WHAT YOU HAVE TO DO
Work out how many lines in the items below contain the string "wheel". Reply with that number alone.

>>>>>

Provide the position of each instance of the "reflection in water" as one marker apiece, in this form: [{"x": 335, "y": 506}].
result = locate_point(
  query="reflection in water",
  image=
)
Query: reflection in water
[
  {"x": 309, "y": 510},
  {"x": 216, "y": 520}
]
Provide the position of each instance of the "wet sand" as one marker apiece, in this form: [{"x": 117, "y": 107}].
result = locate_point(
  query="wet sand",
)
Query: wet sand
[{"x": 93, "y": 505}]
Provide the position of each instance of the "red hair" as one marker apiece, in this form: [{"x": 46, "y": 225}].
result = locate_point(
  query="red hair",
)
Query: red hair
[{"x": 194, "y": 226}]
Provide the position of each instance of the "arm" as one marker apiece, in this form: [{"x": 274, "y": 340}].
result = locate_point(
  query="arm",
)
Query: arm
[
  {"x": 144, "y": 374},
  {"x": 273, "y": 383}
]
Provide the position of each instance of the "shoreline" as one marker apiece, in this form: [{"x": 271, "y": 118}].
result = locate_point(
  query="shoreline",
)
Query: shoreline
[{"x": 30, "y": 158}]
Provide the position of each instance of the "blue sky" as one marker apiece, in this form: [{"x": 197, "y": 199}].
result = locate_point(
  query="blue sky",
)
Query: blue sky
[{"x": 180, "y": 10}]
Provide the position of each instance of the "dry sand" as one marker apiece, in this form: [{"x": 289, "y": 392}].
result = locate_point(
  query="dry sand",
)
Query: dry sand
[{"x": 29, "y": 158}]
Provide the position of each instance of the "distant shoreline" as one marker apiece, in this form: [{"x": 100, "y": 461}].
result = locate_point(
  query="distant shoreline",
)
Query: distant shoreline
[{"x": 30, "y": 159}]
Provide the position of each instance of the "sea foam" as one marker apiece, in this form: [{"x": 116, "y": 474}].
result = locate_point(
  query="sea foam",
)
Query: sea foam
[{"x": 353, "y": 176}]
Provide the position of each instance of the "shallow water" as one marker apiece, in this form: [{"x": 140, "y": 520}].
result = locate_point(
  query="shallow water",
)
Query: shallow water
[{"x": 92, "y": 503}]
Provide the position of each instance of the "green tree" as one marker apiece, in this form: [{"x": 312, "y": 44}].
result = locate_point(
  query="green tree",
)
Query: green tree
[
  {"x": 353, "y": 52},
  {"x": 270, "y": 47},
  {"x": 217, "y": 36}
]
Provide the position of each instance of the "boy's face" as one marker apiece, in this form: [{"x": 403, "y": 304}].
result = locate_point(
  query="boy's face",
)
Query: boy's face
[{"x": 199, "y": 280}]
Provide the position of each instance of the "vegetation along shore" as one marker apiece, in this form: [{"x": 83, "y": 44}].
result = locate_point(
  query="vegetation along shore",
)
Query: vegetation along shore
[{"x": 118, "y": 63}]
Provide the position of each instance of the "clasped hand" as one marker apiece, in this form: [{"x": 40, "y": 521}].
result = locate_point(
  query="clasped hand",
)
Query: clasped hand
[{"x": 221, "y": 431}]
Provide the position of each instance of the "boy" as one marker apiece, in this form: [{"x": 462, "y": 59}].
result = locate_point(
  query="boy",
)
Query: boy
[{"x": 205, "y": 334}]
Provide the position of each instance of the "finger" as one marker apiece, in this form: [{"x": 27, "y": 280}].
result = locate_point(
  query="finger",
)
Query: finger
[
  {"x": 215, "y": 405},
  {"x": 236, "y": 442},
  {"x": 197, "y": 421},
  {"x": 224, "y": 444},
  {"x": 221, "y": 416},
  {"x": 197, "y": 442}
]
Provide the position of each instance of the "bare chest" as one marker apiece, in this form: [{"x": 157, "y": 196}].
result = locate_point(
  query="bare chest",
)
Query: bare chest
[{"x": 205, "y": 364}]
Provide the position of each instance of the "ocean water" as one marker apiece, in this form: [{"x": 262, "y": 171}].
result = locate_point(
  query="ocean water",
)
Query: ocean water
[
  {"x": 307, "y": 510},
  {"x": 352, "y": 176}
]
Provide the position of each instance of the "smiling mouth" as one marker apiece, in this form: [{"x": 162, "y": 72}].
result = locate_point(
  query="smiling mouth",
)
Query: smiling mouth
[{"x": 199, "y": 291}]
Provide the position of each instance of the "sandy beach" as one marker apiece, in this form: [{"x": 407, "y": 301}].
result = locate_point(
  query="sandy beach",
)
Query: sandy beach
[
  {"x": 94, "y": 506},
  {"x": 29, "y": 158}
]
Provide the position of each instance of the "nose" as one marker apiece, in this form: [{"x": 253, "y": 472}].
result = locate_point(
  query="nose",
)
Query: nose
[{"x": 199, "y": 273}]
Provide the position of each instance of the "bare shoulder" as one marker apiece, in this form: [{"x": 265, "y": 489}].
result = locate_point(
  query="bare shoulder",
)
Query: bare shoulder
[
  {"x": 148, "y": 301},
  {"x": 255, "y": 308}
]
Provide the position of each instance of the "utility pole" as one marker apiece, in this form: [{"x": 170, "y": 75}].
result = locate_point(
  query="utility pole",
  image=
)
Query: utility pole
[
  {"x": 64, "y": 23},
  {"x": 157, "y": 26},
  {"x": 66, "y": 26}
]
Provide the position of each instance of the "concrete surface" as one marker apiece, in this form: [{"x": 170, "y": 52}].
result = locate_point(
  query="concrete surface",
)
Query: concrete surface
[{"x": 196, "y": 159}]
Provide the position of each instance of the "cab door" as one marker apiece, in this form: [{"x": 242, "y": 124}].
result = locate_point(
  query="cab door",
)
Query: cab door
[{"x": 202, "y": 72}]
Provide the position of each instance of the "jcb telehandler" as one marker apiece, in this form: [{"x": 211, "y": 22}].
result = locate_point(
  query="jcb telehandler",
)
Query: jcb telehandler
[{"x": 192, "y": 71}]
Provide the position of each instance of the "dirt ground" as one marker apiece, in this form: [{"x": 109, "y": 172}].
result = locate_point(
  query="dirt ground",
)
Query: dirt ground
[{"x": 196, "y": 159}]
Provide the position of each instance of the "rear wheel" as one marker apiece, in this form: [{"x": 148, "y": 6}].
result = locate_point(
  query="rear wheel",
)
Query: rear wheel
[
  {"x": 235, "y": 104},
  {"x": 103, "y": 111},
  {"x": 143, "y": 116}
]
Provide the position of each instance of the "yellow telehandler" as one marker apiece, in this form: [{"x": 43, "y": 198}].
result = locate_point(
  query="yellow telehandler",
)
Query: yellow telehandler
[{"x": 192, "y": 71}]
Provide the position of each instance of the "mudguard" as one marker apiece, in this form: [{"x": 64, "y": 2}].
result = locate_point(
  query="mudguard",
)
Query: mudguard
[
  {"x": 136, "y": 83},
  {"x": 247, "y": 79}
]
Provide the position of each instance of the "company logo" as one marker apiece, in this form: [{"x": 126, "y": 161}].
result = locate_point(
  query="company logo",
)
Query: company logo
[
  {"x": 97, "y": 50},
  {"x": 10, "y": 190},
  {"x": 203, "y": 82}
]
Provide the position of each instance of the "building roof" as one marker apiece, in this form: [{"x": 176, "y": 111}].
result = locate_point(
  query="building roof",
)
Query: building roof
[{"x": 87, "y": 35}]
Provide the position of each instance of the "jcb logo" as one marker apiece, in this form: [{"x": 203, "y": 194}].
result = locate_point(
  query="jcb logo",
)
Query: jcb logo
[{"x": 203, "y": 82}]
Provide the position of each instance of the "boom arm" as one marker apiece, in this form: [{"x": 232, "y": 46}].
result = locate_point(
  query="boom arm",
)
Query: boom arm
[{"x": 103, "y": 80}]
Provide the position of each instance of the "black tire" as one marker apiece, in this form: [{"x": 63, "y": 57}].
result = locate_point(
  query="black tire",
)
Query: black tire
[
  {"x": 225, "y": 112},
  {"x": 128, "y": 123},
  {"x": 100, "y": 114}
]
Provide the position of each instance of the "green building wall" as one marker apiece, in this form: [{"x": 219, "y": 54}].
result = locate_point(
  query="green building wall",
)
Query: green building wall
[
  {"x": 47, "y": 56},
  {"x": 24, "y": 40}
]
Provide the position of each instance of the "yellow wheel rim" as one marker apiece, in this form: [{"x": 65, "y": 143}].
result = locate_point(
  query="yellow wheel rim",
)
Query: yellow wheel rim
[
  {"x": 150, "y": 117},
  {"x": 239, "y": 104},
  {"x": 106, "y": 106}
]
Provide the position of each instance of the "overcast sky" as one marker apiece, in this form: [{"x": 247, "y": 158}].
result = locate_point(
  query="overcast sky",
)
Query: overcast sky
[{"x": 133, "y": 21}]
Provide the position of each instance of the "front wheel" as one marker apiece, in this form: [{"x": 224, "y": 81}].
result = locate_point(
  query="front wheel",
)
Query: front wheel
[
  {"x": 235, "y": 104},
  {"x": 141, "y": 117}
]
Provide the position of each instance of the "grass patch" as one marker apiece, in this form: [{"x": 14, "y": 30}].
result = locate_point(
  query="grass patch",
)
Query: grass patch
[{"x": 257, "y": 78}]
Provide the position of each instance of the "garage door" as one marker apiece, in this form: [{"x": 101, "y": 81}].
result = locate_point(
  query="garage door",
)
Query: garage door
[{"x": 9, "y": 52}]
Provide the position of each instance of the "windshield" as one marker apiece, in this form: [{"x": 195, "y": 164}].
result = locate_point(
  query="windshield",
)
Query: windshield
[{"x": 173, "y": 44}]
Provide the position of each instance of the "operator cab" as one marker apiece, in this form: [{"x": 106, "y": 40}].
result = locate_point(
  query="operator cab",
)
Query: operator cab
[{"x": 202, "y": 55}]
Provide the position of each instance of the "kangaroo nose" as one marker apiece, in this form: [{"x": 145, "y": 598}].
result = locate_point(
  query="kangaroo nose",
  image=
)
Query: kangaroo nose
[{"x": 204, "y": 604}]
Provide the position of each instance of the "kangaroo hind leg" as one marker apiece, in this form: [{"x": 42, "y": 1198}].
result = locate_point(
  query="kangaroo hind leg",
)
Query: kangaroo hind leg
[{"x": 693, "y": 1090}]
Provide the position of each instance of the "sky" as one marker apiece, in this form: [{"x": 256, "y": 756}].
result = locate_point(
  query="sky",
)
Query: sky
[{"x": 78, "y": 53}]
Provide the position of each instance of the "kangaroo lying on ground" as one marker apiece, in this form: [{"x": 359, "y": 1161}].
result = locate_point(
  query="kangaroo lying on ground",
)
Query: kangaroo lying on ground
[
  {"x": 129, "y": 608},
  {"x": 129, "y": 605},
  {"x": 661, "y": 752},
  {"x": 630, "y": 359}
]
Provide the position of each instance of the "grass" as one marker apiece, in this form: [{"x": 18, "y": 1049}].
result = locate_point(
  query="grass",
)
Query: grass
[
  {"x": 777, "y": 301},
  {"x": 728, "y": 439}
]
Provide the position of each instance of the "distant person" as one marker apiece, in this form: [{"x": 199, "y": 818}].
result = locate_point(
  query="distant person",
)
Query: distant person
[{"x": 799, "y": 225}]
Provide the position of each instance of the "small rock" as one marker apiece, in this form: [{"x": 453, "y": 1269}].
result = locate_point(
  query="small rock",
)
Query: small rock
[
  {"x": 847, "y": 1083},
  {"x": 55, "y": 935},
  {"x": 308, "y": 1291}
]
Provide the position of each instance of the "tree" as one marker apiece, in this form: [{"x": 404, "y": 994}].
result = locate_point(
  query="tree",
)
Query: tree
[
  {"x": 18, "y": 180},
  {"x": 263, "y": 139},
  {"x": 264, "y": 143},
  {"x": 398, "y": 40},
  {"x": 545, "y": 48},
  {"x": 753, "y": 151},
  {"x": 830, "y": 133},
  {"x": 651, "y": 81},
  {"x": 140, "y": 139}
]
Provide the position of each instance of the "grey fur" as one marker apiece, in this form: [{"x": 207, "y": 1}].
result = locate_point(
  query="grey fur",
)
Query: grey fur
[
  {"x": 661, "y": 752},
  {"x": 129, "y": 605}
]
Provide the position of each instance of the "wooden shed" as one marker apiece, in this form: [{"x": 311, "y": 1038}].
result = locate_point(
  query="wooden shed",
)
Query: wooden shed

<<<<<

ANSWER TO THIS EXERCISE
9